Task prompt: From the data below, return each line in which the string "snow" is found.

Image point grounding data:
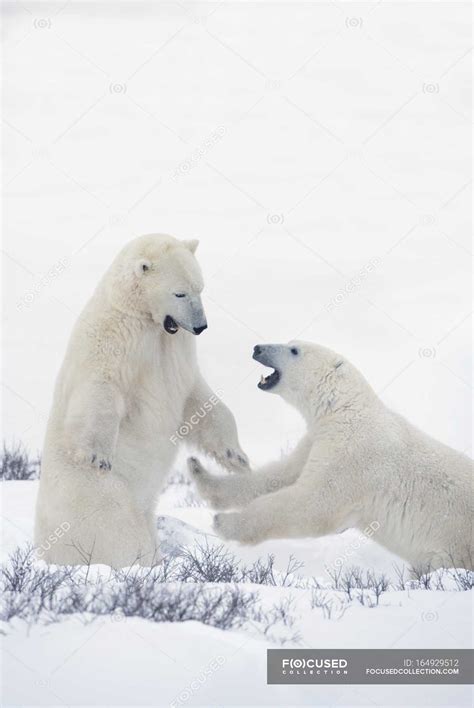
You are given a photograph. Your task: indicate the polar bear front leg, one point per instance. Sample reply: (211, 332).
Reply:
(292, 512)
(92, 424)
(232, 492)
(212, 428)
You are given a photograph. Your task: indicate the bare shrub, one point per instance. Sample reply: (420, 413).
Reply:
(17, 464)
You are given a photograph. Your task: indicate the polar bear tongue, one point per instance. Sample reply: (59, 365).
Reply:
(268, 382)
(170, 325)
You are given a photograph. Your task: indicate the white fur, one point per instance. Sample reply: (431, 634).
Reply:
(358, 463)
(124, 389)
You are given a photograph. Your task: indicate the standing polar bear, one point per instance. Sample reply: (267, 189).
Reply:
(358, 463)
(129, 380)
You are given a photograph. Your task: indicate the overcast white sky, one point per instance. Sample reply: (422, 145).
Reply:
(302, 143)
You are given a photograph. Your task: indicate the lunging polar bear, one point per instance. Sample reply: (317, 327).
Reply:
(129, 380)
(358, 463)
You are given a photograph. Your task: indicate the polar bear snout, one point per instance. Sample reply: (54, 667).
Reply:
(269, 355)
(187, 312)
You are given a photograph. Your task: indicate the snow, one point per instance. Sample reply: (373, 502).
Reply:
(305, 144)
(127, 660)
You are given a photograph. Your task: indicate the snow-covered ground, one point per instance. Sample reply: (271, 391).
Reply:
(320, 151)
(132, 661)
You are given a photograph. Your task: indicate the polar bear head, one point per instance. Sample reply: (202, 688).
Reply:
(159, 277)
(314, 379)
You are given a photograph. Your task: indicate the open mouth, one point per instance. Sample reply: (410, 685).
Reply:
(262, 356)
(268, 382)
(170, 325)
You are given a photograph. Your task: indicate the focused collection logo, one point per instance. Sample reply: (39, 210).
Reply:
(313, 666)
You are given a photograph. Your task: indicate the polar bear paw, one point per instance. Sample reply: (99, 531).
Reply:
(227, 526)
(90, 458)
(235, 460)
(209, 486)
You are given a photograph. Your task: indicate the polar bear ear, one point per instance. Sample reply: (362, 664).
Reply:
(142, 266)
(191, 245)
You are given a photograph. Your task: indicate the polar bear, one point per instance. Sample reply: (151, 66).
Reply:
(358, 463)
(129, 379)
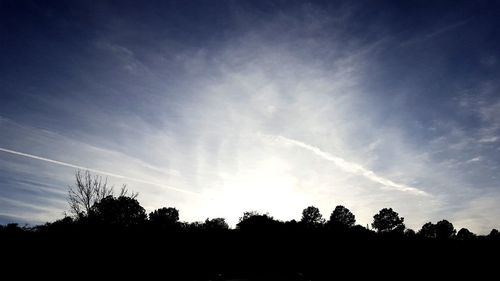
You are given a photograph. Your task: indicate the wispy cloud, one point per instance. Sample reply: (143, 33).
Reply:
(95, 170)
(353, 168)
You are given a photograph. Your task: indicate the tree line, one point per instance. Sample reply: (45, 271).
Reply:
(95, 205)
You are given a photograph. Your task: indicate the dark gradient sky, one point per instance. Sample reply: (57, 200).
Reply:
(220, 107)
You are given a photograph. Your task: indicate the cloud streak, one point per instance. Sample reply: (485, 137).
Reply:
(95, 171)
(353, 168)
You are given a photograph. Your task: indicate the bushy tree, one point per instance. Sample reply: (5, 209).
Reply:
(445, 230)
(428, 230)
(164, 217)
(88, 190)
(465, 234)
(312, 217)
(342, 217)
(122, 211)
(387, 220)
(215, 224)
(255, 221)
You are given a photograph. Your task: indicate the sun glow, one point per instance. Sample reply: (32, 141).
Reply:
(266, 186)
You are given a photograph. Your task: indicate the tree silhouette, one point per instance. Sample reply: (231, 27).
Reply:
(428, 230)
(164, 217)
(311, 217)
(122, 211)
(444, 230)
(465, 234)
(494, 234)
(342, 217)
(89, 190)
(215, 224)
(388, 220)
(254, 221)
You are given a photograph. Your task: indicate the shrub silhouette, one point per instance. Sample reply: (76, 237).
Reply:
(465, 234)
(341, 217)
(119, 211)
(311, 217)
(444, 230)
(164, 218)
(388, 220)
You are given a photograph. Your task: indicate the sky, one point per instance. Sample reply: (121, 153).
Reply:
(221, 107)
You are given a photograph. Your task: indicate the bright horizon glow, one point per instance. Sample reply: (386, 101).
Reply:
(248, 105)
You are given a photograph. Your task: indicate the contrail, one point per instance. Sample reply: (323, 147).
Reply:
(96, 171)
(353, 167)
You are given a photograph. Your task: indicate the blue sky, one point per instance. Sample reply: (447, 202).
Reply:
(221, 107)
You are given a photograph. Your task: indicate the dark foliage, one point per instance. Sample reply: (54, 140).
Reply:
(117, 236)
(388, 220)
(341, 217)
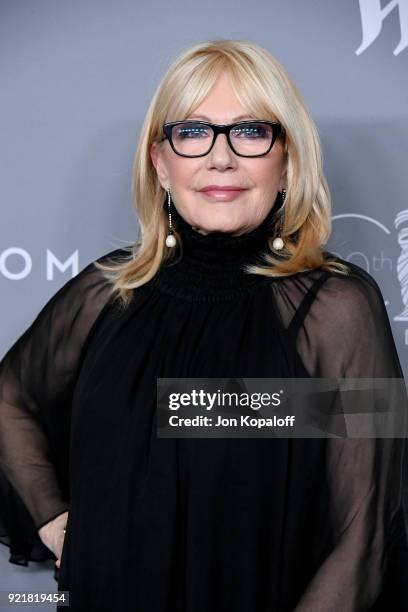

Response for this exercise:
You are given a photograph. Your task: indicate the snow, one point per instance. Sample reply: (373, 502).
You are given a photograph. Your task: indicate the snow-covered ground, one point per instance. Sample reply: (271, 391).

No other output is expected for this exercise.